Start of Block

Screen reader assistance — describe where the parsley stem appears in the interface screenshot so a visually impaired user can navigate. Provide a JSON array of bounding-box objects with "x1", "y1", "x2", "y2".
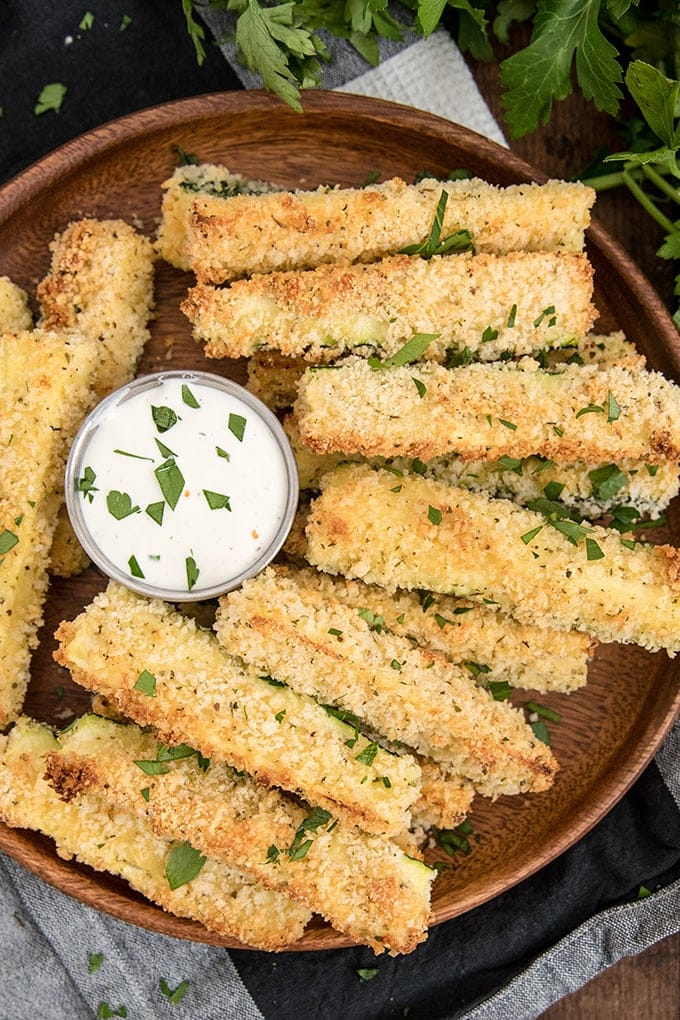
[
  {"x1": 580, "y1": 169, "x2": 642, "y2": 191},
  {"x1": 622, "y1": 167, "x2": 677, "y2": 234},
  {"x1": 641, "y1": 164, "x2": 680, "y2": 205}
]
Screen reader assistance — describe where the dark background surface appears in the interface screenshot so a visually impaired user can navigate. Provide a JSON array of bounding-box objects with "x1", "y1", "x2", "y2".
[{"x1": 1, "y1": 3, "x2": 678, "y2": 1017}]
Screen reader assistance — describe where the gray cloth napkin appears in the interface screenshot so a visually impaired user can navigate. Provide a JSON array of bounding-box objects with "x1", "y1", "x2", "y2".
[{"x1": 1, "y1": 16, "x2": 679, "y2": 1020}]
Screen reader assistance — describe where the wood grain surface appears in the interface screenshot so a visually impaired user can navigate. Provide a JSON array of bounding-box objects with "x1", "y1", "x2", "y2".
[{"x1": 0, "y1": 91, "x2": 679, "y2": 957}]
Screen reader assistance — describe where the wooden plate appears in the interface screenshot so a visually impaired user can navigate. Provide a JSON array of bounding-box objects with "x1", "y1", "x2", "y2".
[{"x1": 1, "y1": 90, "x2": 679, "y2": 951}]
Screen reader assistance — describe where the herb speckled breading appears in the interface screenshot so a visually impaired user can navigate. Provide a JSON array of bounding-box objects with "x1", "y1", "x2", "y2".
[
  {"x1": 296, "y1": 358, "x2": 680, "y2": 464},
  {"x1": 46, "y1": 714, "x2": 434, "y2": 955},
  {"x1": 55, "y1": 582, "x2": 422, "y2": 837},
  {"x1": 0, "y1": 277, "x2": 32, "y2": 332},
  {"x1": 216, "y1": 566, "x2": 558, "y2": 795},
  {"x1": 305, "y1": 464, "x2": 680, "y2": 653},
  {"x1": 183, "y1": 176, "x2": 594, "y2": 283},
  {"x1": 0, "y1": 330, "x2": 100, "y2": 726},
  {"x1": 0, "y1": 717, "x2": 310, "y2": 949},
  {"x1": 183, "y1": 251, "x2": 594, "y2": 363}
]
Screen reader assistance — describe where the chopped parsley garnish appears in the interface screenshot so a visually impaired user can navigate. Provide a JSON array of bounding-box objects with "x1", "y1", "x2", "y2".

End of Block

→ **EXERCISE**: Restate the entries word for word, though any image they contain should not appear.

→ **SOLVED PROBLEM**:
Screen reader assistance — describe where the parsley stem appears in the interface screenshot so a visually impaired user can navigate. Provide a JSON array of bounding-box objects with "x1", "y1", "x2", "y2".
[
  {"x1": 580, "y1": 169, "x2": 642, "y2": 191},
  {"x1": 622, "y1": 167, "x2": 677, "y2": 234},
  {"x1": 641, "y1": 164, "x2": 680, "y2": 205}
]
Screen reader assistance — describe where the dark background surface appears in the interface screenshot so a visually impaired user can navigate. Provide a JSON array of bounding-box objects with "x1", "y1", "x2", "y2".
[{"x1": 1, "y1": 3, "x2": 678, "y2": 1017}]
Screen reader assistance — describe where the gray cloth napkin appears in the interface screenshot so a visually impaired user can navigate. Provide a JSON array of bounding-box objects with "x1", "y1", "x2", "y2".
[{"x1": 1, "y1": 16, "x2": 679, "y2": 1020}]
Screen reader assistance — describe where the wood grain surface appears in the interface screenshot so a visually impaired user can navigate. Provide a JSON array of bounding-box objects with "x1", "y1", "x2", "y2".
[{"x1": 0, "y1": 91, "x2": 679, "y2": 957}]
Screen reader assistance — describe where the wooden plate appears in the interface screenshot so a visually impaired user can navigate. Provide a JSON array of bounding-box objects with "x1", "y1", "x2", "y2".
[{"x1": 1, "y1": 90, "x2": 679, "y2": 951}]
Screen reader assistance — describe where the herb speckled breading appears in the interface screenshot so a visually impaired user can navigate. Provide a JSON array of bounding-box objects with "x1", "y1", "x2", "y2".
[
  {"x1": 296, "y1": 358, "x2": 680, "y2": 464},
  {"x1": 46, "y1": 714, "x2": 434, "y2": 955},
  {"x1": 55, "y1": 582, "x2": 422, "y2": 837},
  {"x1": 0, "y1": 277, "x2": 32, "y2": 332},
  {"x1": 216, "y1": 566, "x2": 558, "y2": 795},
  {"x1": 305, "y1": 464, "x2": 680, "y2": 653},
  {"x1": 183, "y1": 176, "x2": 594, "y2": 283},
  {"x1": 0, "y1": 330, "x2": 100, "y2": 726},
  {"x1": 0, "y1": 717, "x2": 310, "y2": 949},
  {"x1": 183, "y1": 251, "x2": 594, "y2": 363}
]
Screen reader assistance — describe where the chopped parsley garnish appears in the interface screenshot so a visually impaired user can navigate. Provide a JSON array of bounding-box objects with "x1", "y1", "x2", "y2".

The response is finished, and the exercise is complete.